La seconde femme d'Agrippa d'Aubigné.
Elle l'épousa à Genève, le 24
avril 1623 (il était plus que
septuagénaire). La veille du contrat,
d'Aubigné apprit qu'il avait
été condamné, en France,
« à avoir la tête
tranchée ». C'était sa
quatrième condamnation à mort. On
pensait le rendre ainsi odieux à
Genève et faire rompre son mariage. Il alla
porter lui-même la nouvelle à
Renée, pour « éprouver,
dit-il dans ses Mémoires, l'esprit et le
courage de ma future épouse. Cette
héroïne me répondit sans changer
de visage : « Je suis bien heureuse
d'avoir part avec vous à la querelle de
Dieu. Ce que Dieu a conjoint, l'homme ne le
séparera point. » Elle
était née en 1568, à
Montargis, à la cour de Renée de
France. De la maison des Burlamachi de Lucques,
elle appartenait à ce « Refuge
italien » qui enrichit Genève de
tant de familles de distinction. « Elle
survivait à toute sa maison. Veuve de
César Balbani depuis deux ans, elle avait
successivement enterré les dix enfants
qu'elle avait eus de lui en trente-cinq ans
de mariage. Son
expérience du malheur ne le cédait en
rien à celle d'Agrippa d'Aubigné. Par
la force de l'âme, la lucidité de
l'esprit elle était son égale. Par
l'égalité, par
l'aménité de son caractère,
elle lui était
supérieure. » (S. Rocheblave).
Elle mourut le 6 septembre 1641.
C'est elle qui nous a dit en détails
la fin du Bayard des armées protestantes.
Précieuse relation, si émouvante dans
sa simplicité. La voici :
ÉDITION : Mémoires d'Agrippa d'Aubigné, éd. Lalanne, Paris, 1854, p. 452. Garnier, Agrippa d'Aubigné et le parti protestant, Ill, p. 177.
À CONSULTER : Charles Eynard, Lucques et les Burlamachi, Paris et Genève, 1848. France protestante, 21 éd., I, art. d'Aubigné. Bulletin, XLII, LXXVII Samuel Rocheblave, Agrippa d'Aubigné, Paris, 1930.
LE CANTIQUE DE COUTRAS.
À Monsieur de Villette (1).
Il faut que je vous dise, avec une main
tremblante et le coeur plein d'angoisses et
d'amertume, que Dieu a retiré à soi
notre bon seigneur, et votre bon et
affectionné père, et à moi
aussi père et mari si cher et
bien-aimé, que je m'estime bien heureuse de
l'avoir servi et malheureuse de ne le servir plus.

## Exercice écrit:
Donnez la suite du texte sur la seconde femme d'Agrippa d'Aubigné, en reprenant juste après sa dernière phrase.

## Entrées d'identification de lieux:
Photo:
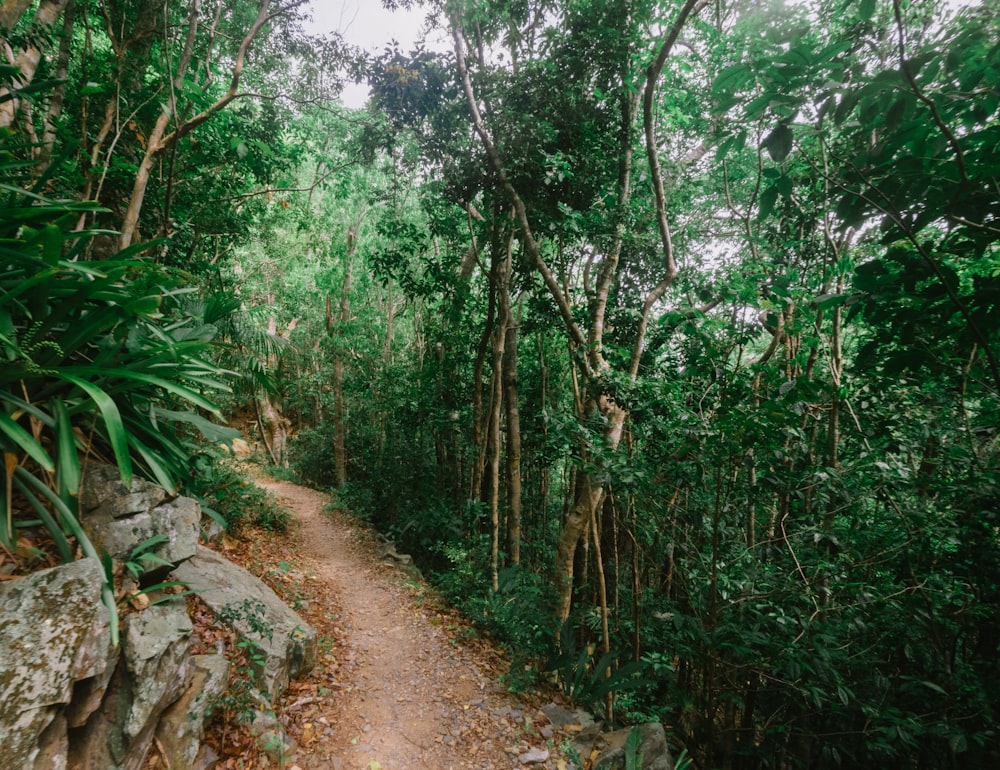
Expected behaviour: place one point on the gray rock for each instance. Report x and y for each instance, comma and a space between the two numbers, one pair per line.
653, 748
583, 741
153, 671
560, 717
53, 632
120, 533
182, 725
103, 489
156, 655
251, 607
534, 757
88, 693
53, 744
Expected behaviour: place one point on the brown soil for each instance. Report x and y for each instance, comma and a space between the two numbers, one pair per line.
403, 683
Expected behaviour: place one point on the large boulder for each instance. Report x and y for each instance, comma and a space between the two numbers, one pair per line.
652, 747
53, 633
182, 726
118, 518
286, 642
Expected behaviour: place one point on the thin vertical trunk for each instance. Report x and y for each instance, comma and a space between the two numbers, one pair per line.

## Réponse au problème:
Hélas ! tout d'un coup il m'a
été ravi, et il me semble impossible
de croire que ce coup me soit arrivé, je ne
le verrai donc plus I...
Monsieur d'Aubigné, de
très heureuse mémoire, devint malade
le dimanche à 4 heures du matin, le
onzième jour du mois d'avril, style vieux
1630. Il s'était fort
bien porté, depuis le commencement de
l'année, jusques à l'heure même
que le mal le prit, après avoir dormi fort
doucement toute la nuit...
Le jeudi quinze du mois, il soupa encore
bien d'un restaurant qu'il trouva bon, et prit la
nuit son lait d'amandes comme il avait
accoutumé ; mais le vendredi, le
voilà en humeur de ne rien prendre tout
à fait. Il demeura vingt-quatre heures sans
rien mettre dans son corps ; ni pour
prières, ni supplications de ses amis, ni
pour mes larmes, on ne put jamais rien obtenir de
lui, tellement que nous ne lui en osions plus
parler, car il se mettait en colère. Il fut
en inquiétude tout ce jour, qui lui donna le
coup, car n'ayant pris nourriture, il perdit ses
forces et commença à s'abaisser. La
nuit du samedi, il prit son lait d'amandes, qui
nous donna de la joie, mais aussi ce fut le
dernier, car il n'en voulut plus prendre. Mais il
se laissait persuader de prendre, de fois à
autre, quelques cuillerées de restaurant de
perdrix, de jus de mouton et du sirop de Capandu,
ç'a été sur la fin sa plus
agréable nourriture.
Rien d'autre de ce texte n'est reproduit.